Source data:
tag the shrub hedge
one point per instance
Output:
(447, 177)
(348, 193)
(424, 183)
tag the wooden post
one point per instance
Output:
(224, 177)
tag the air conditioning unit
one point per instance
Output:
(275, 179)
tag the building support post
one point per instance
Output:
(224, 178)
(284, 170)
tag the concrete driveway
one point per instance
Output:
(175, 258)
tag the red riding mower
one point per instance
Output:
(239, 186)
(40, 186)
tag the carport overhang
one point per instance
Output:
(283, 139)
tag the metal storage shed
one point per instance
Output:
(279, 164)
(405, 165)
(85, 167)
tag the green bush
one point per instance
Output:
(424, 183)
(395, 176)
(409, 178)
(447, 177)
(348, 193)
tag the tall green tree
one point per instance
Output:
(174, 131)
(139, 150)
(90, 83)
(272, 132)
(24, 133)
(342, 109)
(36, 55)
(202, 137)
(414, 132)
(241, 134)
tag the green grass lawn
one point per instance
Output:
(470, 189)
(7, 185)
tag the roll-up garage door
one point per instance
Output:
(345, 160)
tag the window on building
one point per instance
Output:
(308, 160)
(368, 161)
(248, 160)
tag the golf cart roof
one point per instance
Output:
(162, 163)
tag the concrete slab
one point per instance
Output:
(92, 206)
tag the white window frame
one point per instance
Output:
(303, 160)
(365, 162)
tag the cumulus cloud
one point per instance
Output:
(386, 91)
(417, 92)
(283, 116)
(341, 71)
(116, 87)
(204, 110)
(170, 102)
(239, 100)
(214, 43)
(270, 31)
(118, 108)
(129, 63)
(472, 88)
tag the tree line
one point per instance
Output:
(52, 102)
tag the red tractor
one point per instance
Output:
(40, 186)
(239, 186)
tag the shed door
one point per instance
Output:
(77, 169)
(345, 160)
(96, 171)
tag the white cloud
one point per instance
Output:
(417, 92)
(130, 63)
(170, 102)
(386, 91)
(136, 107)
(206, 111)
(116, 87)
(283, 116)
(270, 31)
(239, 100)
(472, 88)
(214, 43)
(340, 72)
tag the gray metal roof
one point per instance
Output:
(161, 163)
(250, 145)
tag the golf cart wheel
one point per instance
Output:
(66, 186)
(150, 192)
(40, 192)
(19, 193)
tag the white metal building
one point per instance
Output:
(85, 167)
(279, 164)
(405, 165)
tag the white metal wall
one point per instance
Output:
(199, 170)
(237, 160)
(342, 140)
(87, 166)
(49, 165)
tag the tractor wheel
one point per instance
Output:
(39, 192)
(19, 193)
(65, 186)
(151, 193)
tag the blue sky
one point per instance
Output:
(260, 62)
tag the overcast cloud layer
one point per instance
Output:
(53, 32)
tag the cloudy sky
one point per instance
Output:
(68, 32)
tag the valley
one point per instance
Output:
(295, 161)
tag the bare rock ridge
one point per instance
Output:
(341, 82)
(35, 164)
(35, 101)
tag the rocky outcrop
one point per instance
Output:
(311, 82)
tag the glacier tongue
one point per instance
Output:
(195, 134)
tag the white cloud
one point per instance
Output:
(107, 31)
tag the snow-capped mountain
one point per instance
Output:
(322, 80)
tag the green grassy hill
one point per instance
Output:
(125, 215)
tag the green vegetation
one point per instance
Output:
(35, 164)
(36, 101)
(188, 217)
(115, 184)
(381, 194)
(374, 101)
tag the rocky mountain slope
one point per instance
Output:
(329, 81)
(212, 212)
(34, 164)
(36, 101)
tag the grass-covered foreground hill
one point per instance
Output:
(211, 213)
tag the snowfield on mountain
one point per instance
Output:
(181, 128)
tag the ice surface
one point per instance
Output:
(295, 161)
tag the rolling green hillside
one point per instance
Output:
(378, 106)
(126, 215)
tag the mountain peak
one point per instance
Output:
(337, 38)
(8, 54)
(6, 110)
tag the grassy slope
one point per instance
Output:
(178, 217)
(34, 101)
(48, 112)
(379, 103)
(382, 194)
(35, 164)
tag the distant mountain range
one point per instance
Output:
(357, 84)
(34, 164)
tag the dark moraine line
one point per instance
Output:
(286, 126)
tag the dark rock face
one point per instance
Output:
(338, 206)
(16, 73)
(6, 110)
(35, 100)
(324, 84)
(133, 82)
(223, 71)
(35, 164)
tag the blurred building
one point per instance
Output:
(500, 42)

_TASK STATEMENT_:
Find and copy every line in the entries above where the string "post" occurs.

_ANSWER BELOW_:
tag the wooden post
tag the building support post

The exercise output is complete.